» Short task a:
Set down the part of the page excerpt below that begins at the words "But the one" and stops after the words "for the goal)".

» Page excerpt:

No – I mean O LORDY I feel guilty for eating that cookie… that pasta… that delicious, yeasty, yielding, substantial, magnificent, crusty, drool-inducing dinner roll.

All right. I mean I am TRYING to feel guilty about the dinner roll. Not having much success (in fact, plotting how I can score the last one in the basket before someone else does), but still trying. Still whispering “Zinc, zinc, zinc, don’t eat sugar, sugar will use up all my zinc” like a magical incantation. (It is as effective as whispering “wingardium leviosa,” if you must know, but I keep trying anyway.)

But the one good-health weapon I seem to be able to hold onto (at least so far) is my HEP – the Home Exercise Program. Last night, filled to the brim with pho (Vietnamese noodle soup – “noodle” being the carbohydrate no-no) and cup after cup of tea (in which I put no sugar, but caffeine drags hydration out of you and so is also a no-no for me) (Chip says – if you drink 8 ounces of something with caffeine, not only does that not count to your 100-ounce water goal per day; you also have to REPLACE it before you can continue to strive for the goal)

(Hang on – I need a new paragraph. Yes, in mid-thought. Deal. Here’s the water rule – do you remember? Take your weight – divide by two – that’s the number of ounces of water you need to drink every day. High limit is 100 ounces, so because I weigh 230, I need to drink 100 ounces. If I drink 8 ounces of tea (and when I drink tea, I drink a lot more than 8 ounces at a sitting), then I have to drink 108 ounces of water plus the tea… and since the max is 100, if I drink tea, then there’s no way I can reach my goal. Not for another 30 pounds or so.)

(Maybe I don’t weigh 230 any more. Barbara persuaded me to stop weighing myself obsessively, so I am free to imagine I weigh a breath-taking 229 – or fear I weigh a back-sliding 231. See why weighing myself is a bad idea??)

» Short task b:
From the records below, extract the lines that begin at the line containing "Q: For each instance of the engine" and stop after the line containing "x=133 y=353", and repeat them word for word.

» Given records:

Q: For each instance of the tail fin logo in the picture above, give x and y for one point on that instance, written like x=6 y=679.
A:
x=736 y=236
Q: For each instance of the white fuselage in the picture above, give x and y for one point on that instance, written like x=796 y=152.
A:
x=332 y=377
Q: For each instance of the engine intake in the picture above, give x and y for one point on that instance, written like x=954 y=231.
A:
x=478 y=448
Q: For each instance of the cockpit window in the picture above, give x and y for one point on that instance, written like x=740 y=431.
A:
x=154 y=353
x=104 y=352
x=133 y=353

* * *

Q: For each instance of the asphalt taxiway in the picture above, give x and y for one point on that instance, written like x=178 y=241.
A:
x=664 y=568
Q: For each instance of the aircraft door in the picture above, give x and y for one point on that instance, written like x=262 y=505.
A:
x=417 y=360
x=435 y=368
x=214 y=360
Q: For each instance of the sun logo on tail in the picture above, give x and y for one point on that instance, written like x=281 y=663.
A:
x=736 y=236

» Worked solution a:
But the one good-health weapon I seem to be able to hold onto (at least so far) is my HEP – the Home Exercise Program. Last night, filled to the brim with pho (Vietnamese noodle soup – “noodle” being the carbohydrate no-no) and cup after cup of tea (in which I put no sugar, but caffeine drags hydration out of you and so is also a no-no for me) (Chip says – if you drink 8 ounces of something with caffeine, not only does that not count to your 100-ounce water goal per day; you also have to REPLACE it before you can continue to strive for the goal)

» Worked solution b:
Q: For each instance of the engine intake in the picture above, give x and y for one point on that instance, written like x=954 y=231.
A:
x=478 y=448
Q: For each instance of the cockpit window in the picture above, give x and y for one point on that instance, written like x=740 y=431.
A:
x=154 y=353
x=104 y=352
x=133 y=353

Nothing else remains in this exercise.